Stated exercise ->
In the items below, render the lines starting with the one containing "Find wall. Give" and going on through the one containing "xmin=151 ymin=191 xmax=177 ymax=218" as a Markdown table with the columns Row and Line, leaving out blank lines.

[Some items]

►

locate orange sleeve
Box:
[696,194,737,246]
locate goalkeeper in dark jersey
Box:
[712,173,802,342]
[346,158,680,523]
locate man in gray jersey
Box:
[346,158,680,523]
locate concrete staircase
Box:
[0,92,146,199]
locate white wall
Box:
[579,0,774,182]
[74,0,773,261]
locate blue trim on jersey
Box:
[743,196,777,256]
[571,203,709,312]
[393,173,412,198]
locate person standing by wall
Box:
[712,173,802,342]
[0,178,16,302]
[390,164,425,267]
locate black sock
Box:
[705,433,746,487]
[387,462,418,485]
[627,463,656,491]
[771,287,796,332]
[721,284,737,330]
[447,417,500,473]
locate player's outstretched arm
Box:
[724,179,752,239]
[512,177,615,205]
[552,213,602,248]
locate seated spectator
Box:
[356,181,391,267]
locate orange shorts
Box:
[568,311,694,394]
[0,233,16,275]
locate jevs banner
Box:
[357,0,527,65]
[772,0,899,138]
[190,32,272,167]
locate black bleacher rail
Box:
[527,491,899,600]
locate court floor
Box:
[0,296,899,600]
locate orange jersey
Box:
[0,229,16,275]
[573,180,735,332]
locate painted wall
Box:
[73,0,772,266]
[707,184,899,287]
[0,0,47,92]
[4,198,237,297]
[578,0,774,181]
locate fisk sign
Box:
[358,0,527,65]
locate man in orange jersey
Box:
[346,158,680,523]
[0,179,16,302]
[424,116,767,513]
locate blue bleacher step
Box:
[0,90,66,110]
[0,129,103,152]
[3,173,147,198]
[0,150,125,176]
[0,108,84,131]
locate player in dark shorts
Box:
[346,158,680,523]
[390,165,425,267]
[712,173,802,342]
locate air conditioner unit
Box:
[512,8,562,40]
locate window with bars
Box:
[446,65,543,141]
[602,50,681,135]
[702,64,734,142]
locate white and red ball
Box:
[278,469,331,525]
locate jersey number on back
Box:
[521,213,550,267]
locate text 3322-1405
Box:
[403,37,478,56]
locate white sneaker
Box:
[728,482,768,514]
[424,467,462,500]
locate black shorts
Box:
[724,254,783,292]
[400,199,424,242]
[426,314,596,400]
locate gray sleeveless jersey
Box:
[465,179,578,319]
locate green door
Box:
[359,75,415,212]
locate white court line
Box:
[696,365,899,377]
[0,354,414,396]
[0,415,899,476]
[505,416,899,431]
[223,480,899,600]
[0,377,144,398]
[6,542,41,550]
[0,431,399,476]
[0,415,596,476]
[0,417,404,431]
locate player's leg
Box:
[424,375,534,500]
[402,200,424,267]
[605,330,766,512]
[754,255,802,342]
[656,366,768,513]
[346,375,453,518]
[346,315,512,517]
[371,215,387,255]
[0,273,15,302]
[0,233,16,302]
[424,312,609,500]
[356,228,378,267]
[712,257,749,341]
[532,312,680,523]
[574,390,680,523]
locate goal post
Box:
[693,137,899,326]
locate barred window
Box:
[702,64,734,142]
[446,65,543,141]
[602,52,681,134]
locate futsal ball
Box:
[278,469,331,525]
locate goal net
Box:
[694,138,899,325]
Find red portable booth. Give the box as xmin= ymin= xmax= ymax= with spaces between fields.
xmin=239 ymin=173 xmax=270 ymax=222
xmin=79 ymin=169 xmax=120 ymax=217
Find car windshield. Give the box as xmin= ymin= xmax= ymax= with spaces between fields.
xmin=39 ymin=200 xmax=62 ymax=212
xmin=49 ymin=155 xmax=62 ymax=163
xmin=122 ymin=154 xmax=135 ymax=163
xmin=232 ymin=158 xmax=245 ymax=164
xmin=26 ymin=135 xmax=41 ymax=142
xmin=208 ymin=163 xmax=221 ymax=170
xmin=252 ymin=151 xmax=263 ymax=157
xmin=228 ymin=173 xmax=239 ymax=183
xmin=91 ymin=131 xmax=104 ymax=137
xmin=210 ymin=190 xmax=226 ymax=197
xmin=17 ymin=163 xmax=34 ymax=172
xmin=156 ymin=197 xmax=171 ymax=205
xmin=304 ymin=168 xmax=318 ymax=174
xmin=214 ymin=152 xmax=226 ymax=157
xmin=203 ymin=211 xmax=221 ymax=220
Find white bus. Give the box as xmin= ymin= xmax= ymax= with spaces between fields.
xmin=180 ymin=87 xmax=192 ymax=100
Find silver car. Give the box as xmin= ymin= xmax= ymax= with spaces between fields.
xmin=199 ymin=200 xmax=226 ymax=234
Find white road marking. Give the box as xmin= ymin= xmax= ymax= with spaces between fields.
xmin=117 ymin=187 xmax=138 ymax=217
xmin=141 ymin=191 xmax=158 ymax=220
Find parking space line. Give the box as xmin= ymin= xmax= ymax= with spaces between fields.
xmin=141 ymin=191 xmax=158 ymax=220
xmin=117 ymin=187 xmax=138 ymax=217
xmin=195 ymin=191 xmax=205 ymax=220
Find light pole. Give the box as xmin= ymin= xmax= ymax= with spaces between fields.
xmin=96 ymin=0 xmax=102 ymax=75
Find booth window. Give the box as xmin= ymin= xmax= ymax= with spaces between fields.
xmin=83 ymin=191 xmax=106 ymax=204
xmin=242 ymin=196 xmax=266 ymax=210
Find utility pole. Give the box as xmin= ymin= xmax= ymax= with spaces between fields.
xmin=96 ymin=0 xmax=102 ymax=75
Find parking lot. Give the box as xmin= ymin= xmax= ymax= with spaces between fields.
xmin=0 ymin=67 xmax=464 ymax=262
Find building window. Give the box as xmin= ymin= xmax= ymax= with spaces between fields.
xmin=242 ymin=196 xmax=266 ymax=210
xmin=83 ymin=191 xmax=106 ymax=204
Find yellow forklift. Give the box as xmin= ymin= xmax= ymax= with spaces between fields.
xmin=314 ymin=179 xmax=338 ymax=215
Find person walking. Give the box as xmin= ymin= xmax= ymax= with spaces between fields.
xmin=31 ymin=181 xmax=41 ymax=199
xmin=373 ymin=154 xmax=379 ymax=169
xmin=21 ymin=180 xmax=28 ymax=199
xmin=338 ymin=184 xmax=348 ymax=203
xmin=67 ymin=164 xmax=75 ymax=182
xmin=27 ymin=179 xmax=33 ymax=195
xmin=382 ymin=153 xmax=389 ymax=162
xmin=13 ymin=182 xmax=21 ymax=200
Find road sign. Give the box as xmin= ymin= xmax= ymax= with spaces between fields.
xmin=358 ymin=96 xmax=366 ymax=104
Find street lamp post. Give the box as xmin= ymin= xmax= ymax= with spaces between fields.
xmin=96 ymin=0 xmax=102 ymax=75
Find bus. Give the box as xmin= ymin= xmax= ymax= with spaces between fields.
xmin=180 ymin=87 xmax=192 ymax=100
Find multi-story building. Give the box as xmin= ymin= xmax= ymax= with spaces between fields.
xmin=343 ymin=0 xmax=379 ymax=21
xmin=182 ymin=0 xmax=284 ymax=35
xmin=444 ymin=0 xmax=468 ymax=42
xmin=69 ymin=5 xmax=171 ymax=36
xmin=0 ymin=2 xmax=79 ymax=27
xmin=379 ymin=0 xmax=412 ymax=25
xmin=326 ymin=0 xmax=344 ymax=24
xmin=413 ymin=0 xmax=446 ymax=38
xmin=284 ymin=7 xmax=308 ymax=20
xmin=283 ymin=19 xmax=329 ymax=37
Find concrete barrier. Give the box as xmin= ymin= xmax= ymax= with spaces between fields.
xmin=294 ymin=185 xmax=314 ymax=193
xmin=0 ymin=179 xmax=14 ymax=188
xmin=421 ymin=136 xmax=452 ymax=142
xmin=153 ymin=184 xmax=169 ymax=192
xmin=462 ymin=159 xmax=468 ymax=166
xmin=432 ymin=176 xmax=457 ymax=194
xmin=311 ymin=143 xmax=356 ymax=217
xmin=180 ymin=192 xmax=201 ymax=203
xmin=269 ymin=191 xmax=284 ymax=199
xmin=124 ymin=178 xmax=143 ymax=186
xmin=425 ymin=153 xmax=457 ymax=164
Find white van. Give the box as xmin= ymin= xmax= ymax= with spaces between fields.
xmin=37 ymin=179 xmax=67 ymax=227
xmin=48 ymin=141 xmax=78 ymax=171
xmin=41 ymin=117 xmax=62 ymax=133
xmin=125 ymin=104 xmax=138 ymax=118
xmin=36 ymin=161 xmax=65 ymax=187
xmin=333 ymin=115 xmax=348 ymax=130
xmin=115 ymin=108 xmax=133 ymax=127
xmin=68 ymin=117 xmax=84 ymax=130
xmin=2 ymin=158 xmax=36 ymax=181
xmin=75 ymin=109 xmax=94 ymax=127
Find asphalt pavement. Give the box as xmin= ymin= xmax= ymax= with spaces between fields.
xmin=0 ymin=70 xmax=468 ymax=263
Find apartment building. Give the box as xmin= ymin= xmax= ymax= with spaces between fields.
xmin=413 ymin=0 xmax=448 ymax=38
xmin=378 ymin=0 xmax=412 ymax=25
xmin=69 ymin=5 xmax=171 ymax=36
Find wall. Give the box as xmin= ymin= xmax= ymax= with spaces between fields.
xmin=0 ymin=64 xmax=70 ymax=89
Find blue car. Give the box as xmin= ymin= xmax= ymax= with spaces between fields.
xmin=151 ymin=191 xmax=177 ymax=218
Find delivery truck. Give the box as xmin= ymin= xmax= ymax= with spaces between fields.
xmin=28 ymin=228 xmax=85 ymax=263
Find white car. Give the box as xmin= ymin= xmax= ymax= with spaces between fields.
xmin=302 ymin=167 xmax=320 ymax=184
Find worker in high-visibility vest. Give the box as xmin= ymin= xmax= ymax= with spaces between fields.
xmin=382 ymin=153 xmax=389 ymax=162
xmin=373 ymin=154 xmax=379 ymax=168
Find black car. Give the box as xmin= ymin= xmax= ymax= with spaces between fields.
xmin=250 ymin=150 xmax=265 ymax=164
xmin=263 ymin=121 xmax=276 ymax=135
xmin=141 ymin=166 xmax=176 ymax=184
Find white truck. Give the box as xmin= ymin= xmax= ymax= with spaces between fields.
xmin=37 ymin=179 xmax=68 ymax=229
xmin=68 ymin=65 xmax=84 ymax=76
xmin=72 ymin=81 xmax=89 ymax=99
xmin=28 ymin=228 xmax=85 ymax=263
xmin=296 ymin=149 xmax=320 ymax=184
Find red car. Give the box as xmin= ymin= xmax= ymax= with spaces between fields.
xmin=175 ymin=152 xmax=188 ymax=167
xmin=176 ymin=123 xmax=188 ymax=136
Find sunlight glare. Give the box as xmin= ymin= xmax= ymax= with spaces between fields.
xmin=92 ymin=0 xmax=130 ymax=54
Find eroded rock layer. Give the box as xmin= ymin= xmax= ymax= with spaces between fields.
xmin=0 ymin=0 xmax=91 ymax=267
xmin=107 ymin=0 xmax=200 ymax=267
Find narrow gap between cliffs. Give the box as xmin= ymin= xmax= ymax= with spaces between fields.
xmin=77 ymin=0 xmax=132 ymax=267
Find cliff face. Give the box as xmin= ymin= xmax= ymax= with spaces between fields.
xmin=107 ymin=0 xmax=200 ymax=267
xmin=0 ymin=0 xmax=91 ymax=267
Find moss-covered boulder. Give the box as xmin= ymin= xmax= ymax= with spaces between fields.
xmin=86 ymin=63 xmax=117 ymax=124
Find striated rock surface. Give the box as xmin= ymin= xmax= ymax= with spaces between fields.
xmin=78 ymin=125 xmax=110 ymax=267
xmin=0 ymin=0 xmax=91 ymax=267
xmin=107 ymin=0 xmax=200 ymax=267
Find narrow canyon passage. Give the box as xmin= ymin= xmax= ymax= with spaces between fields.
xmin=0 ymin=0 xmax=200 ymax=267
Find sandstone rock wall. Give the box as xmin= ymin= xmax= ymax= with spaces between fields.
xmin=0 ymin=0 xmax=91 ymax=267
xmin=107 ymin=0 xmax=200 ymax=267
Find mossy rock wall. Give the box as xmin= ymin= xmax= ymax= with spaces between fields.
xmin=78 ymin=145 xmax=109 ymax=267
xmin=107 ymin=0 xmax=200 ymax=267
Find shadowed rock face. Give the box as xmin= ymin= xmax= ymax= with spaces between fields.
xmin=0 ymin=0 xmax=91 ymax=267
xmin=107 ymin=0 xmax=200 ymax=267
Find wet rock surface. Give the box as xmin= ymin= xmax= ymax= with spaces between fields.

◄

Completed exercise ->
| Row | Line |
|---|---|
| 1 | Find wall. Give the box as xmin= ymin= xmax= ymax= with spaces between fields. |
| 2 | xmin=0 ymin=64 xmax=70 ymax=89 |
| 3 | Find blue car. Give the box as xmin= ymin= xmax= ymax= with spaces between fields. |
| 4 | xmin=151 ymin=191 xmax=177 ymax=218 |